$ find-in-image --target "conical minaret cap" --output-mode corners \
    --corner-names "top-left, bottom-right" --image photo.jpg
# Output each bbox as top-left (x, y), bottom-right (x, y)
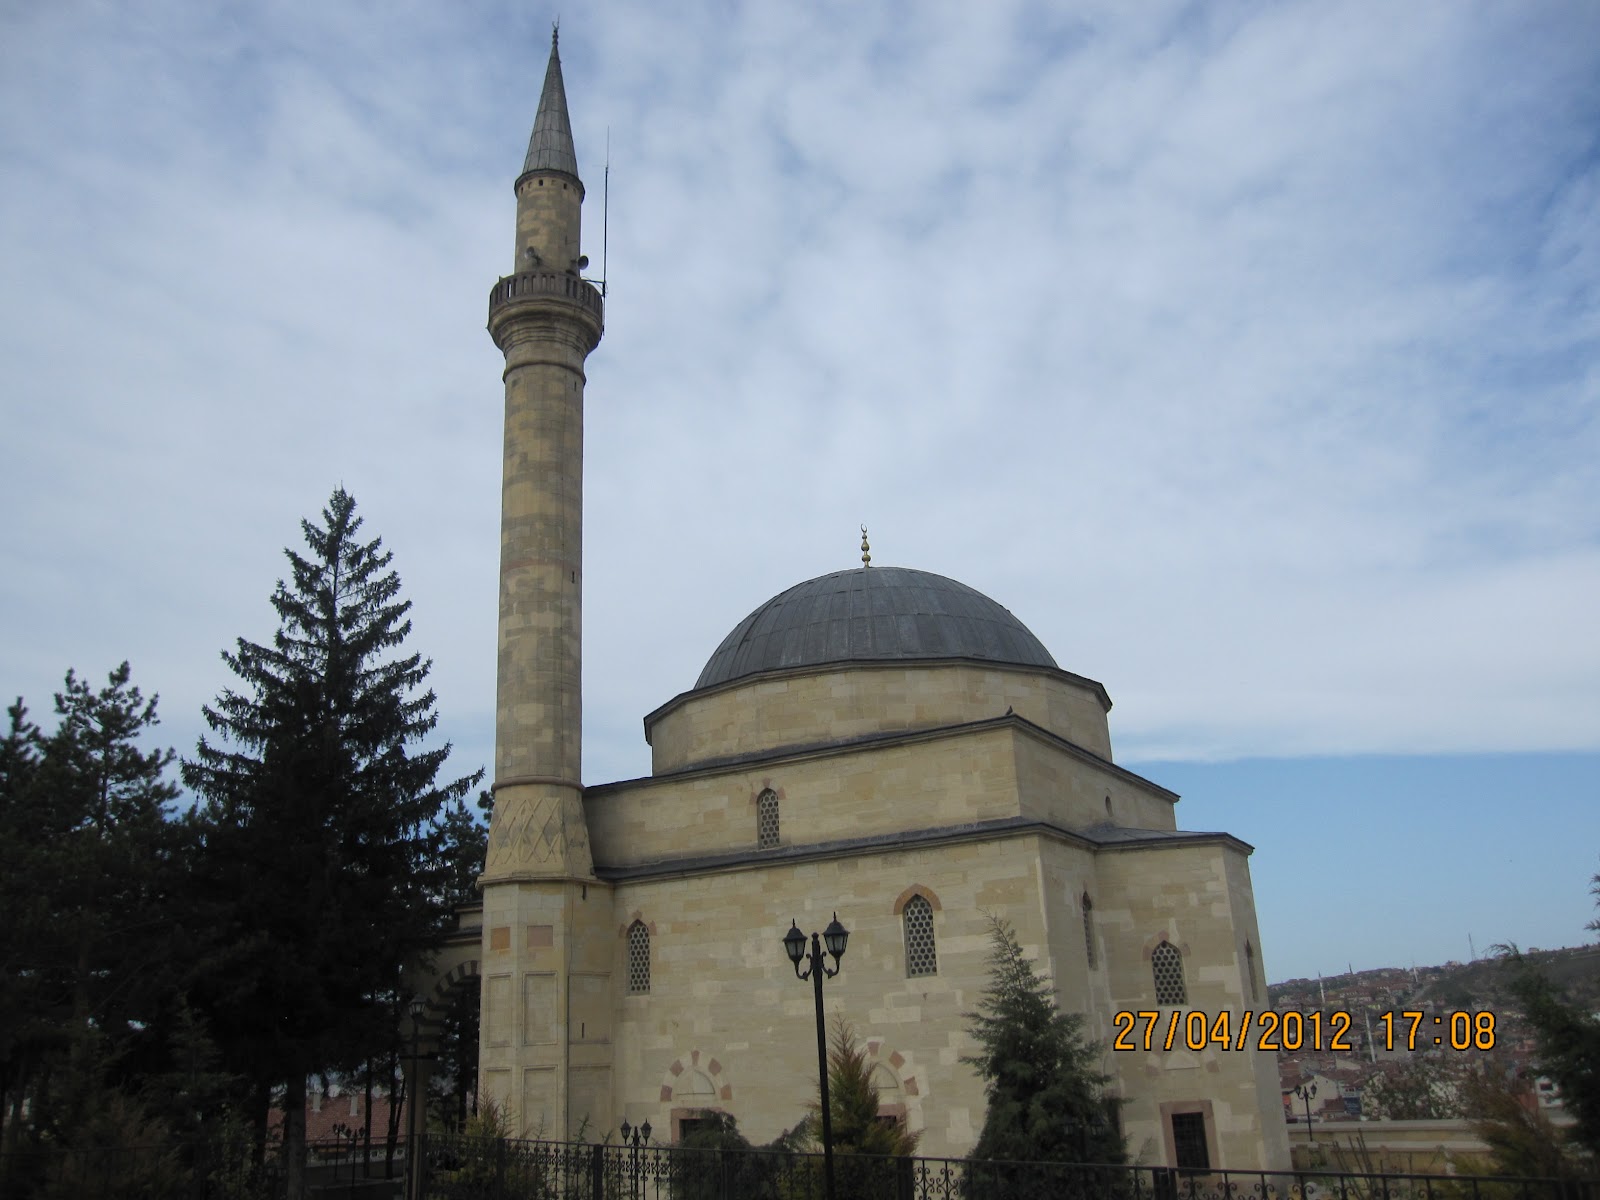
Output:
top-left (523, 28), bottom-right (580, 180)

= = =

## Your goal
Beginning with the line where "# Output each" appears, transcribe the records above word for word through their last line, and include no pictures.

## Result of this task
# Output each bbox as top-left (x, y), bottom-right (x, y)
Output:
top-left (523, 28), bottom-right (580, 180)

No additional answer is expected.